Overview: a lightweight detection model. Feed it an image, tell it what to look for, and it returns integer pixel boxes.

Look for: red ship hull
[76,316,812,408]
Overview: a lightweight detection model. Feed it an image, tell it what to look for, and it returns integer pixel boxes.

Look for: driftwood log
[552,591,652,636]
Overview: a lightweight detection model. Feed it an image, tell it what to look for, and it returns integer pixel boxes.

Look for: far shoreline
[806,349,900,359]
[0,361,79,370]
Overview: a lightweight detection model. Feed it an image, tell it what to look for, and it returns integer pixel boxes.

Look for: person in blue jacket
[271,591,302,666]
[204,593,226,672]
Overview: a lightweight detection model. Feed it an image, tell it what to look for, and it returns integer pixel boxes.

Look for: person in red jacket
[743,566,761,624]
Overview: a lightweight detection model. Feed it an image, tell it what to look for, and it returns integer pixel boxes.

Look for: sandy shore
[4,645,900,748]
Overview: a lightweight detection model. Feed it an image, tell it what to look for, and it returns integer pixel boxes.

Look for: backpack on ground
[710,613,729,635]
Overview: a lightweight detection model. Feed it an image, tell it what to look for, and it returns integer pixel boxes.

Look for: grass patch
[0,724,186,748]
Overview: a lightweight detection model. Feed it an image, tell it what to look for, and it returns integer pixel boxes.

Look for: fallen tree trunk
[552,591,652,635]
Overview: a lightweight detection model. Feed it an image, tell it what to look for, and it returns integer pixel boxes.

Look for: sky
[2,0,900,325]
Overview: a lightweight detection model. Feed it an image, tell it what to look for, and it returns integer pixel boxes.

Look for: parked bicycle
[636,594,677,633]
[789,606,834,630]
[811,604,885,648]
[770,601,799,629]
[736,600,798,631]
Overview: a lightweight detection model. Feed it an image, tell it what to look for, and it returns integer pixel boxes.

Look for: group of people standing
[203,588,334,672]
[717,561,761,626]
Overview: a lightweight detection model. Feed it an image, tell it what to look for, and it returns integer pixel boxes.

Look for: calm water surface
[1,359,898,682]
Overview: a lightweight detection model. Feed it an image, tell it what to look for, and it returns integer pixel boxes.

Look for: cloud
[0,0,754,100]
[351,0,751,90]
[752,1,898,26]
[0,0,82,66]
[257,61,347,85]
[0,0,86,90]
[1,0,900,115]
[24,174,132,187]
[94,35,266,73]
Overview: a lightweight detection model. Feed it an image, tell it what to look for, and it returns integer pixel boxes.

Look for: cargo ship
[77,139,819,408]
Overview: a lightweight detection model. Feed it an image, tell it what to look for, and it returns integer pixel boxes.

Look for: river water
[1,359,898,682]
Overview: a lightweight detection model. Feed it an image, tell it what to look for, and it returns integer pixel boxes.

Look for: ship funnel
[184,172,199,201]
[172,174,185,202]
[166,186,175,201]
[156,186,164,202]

**What is needed:** In full and exactly as written, the listing is to be copied again.

**Exercise response:**
Overview: a lightweight detection model. Feed it an image, tell it what to look for, and it returns integer pixel boxes.

Look for: red ship hull
[76,316,812,408]
Overview: a lightweight detection model. Feed it an image, tell it what to look for, and it returns integer pixel boxes.

Look for: driftwood log
[552,591,652,636]
Overview: a lightweight detection model. Feed it an image, tell it what to look for, and it returns integer pixel boxes.

Look for: far shoreline
[806,349,900,359]
[0,361,79,370]
Overview: a lightweight detection model. Feed it an image, tell it what to look for, and it returns integer pixel boxes.

Look for: person in blue jacket
[271,591,302,666]
[204,593,226,672]
Overview: a lightweight detection model. Feed it an image, tell it what to look for, and it returns integer pixel boxes.

Look for: person in red jacket
[743,566,761,624]
Overview: a lightweight detection model. Feed it an image, tell it what to look for, and it returns integer pixel boxes.

Look for: sandy shore
[4,645,900,748]
Overview: a lightweight detection model. Feed it an image, tell it what to look for, and it returns integer pixel boxes.

Look for: backpack on ground
[710,613,729,635]
Overview: a lightweight detection model. Feed it an image, tell it what to look for, and it returns integer pixel boxes.

Look for: grass patch
[0,724,186,748]
Overview: a lightweight detection model. Feed it an image, tell it what to look for, and it returns integer pixel boxes.

Look for: fallen tree trunk
[552,591,652,635]
Overview: a lightweight detection model. Feed it an image, tell it what to look for, and it returns integer pixel boxes.

Look for: sky
[2,0,900,325]
Overview: a lightweight detection model. Feed it an image, tell it what to look for, and it returns integer pixel boxes.

Look for: parked bicycle
[636,594,677,633]
[789,606,834,630]
[811,604,885,648]
[770,601,799,629]
[736,600,798,631]
Overview: a lightweight detection model. Feed it an image, tell it what to look for, and it returns integer pixel boxes.

Look for: group of people standing
[203,588,334,672]
[717,561,761,626]
Overview: a lightweight detection model. Feed it an image, tell it what to look for, and it returns integer pixel boxes.

Look for: calm water surface
[1,359,898,682]
Overview: a lightweight detection model. Feed it an image, tell it what to look for, and it returns integer pixel boxes.

Look for: cloud
[0,0,754,100]
[351,0,751,90]
[752,1,898,26]
[0,0,82,66]
[257,61,347,85]
[0,0,86,90]
[1,0,900,115]
[24,174,132,187]
[94,35,266,73]
Overview: a lightweight detection model. Feed it an image, tell it what to look for, and it returns integer pixel boxes.

Look for: cargo ship
[77,139,819,408]
Overview: a lightweight detection model. Feed it an image, tell it what to look for, and it returns integer pixel boxes.

Look for: river water
[1,359,898,682]
Overview: a lightweight detection model. Feed it an image, tell it what to look for, and it returns integer pixel boxes.

Look for: ship funnel
[184,172,199,201]
[172,174,185,202]
[166,186,175,201]
[156,186,164,202]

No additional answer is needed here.